• _Text passage_:
Significance. If the mathematical robustness result holds under the stated contamination model and the convergence guarantee is rigorous, the work provides a theoretically motivated approach to robust SBI that could improve reliability of inferences when simulations are available but the model is misspecified in geometrically structured ways. The combination of an explicit robustness proof for a specific contamination class with a practical bootstrap-based uncertainty procedure is a strength, though its impact depends on how commonly the assumed discrepancy form appears in real SBI applications.

major comments (3)

[Abstract and §4] Abstract and §4 (robustness demonstration): the claim that the divergence is robust under joint geometric plus Total Variation type contamination is load-bearing for the overall conclusion, yet the explicit contamination model, the precise definition of the joint discrepancy, and the full derivation of the robustness bound are not visible in the abstract. Without these, it is impossible to verify whether the guarantee applies to the misspecification present in the complex benchmark task.
[Abstract and algorithm section] Abstract and algorithm section: the stochastic sub-gradient ascent algorithm is stated to have a convergence guarantee, but no explicit error bounds, step-size conditions, or rate of convergence are provided. This is central because the practical SBI procedure relies on reliable estimation of the semi-discrete robust OT divergence.
[Benchmark illustration] Benchmark illustration: the empirical results on the complex SBI task are presented as demonstrating robustness, but the paper does not show that the misspecification in that benchmark matches the geometric-plus-TV form for which the mathematical guarantee is derived. If the benchmark contains other discrepancies (e.g., support mismatch or likelihood shape differences), the theoretical justification does not directly support the observed performance.

minor comments (2)

[Notation] Notation for the semi-discrete robust OT divergence should be introduced with a clear equation number early in the manuscript to improve readability.
[Uncertainty quantification] The description of the parallelized bootstrap procedure would benefit from a small pseudocode block or explicit reference to the number of bootstrap replicates used in the experiments.

Simulated Author's Rebuttal

3 responses · 0 unresolved

We are grateful to the referee for their constructive comments, which have helped us identify areas where the manuscript can be improved for clarity and rigor. Below, we provide point-by-point responses to the major comments and outline the revisions we plan to make.

read point-by-point responses

Referee: [Abstract and §4] Abstract and §4 (robustness demonstration): the claim that the divergence is robust under joint geometric plus Total Variation type contamination is load-bearing for the overall conclusion, yet the explicit contamination model, the precise definition of the joint discrepancy, and the full derivation of the robustness bound are not visible in the abstract. Without these, it is impossible to verify whether the guarantee applies to the misspecification present in the complex benchmark task.

• _Collected material_:

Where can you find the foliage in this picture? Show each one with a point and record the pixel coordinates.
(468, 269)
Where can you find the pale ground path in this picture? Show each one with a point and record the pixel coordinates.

• _What this exercise asks_:
A. According to the referee report, which algorithm is stated to have a convergence guarantee?
B. Shorten the paragraph of the referee report that begins "Benchmark illustration: the empirical results" and keep its main points.
C. Go on with the referee report from its last line.

• _Results by task_:
A. The stochastic sub-gradient ascent algorithm.

B. The results on the complex SBI benchmark are offered as evidence of robustness. However, the paper does not show that the benchmark's misspecification has the geometric-plus-TV form that the guarantee covers. If the benchmark has other discrepancies, such as support mismatch or differences in likelihood shape, the theory does not directly support the observed performance.

C.
Authors: We thank the referee for highlighting this point. The explicit contamination model and the definition of the joint geometric plus TV discrepancy are introduced in Section 2 and formalized in Section 4, where the full derivation of the robustness bound is provided. To address the concern about visibility, we will revise the abstract to include a concise statement of the contamination model and the robustness guarantee. Additionally, we will add a paragraph in the benchmark section discussing how the misspecification in the complex SBI task corresponds to the assumed joint discrepancy form, thereby making the applicability of the theoretical result to the empirical example explicit. revision: partial
Referee: [Abstract and algorithm section] Abstract and algorithm section: the stochastic sub-gradient ascent algorithm is stated to have a convergence guarantee, but no explicit error bounds, step-size conditions, or rate of convergence are provided. This is central because the practical SBI procedure relies on reliable estimation of the semi-discrete robust OT divergence.

Authors: The manuscript provides a convergence guarantee for the stochastic subgradient ascent algorithm applied to the semi-discrete robust OT divergence, establishing almost-sure convergence under standard stochastic approximation conditions. We agree that more details would be beneficial. In the revision, we will explicitly state the step-size conditions (e.g., the requirements for the learning rate sequence) and clarify that the guarantee is for convergence to the optimal value rather than providing finite-time error bounds or rates, as deriving the latter would necessitate stronger assumptions on the objective function that are not generally satisfied here. This clarification will be added to the algorithm section. revision: yes
Referee: [Benchmark illustration] Benchmark illustration: the empirical results on the complex SBI task are presented as demonstrating robustness, but the paper does not show that the misspecification in that benchmark matches the geometric-plus-TV form for which the mathematical guarantee is derived. If the benchmark contains other discrepancies (e.g., support mismatch or likelihood shape differences), the theoretical justification does not directly support the observed performance.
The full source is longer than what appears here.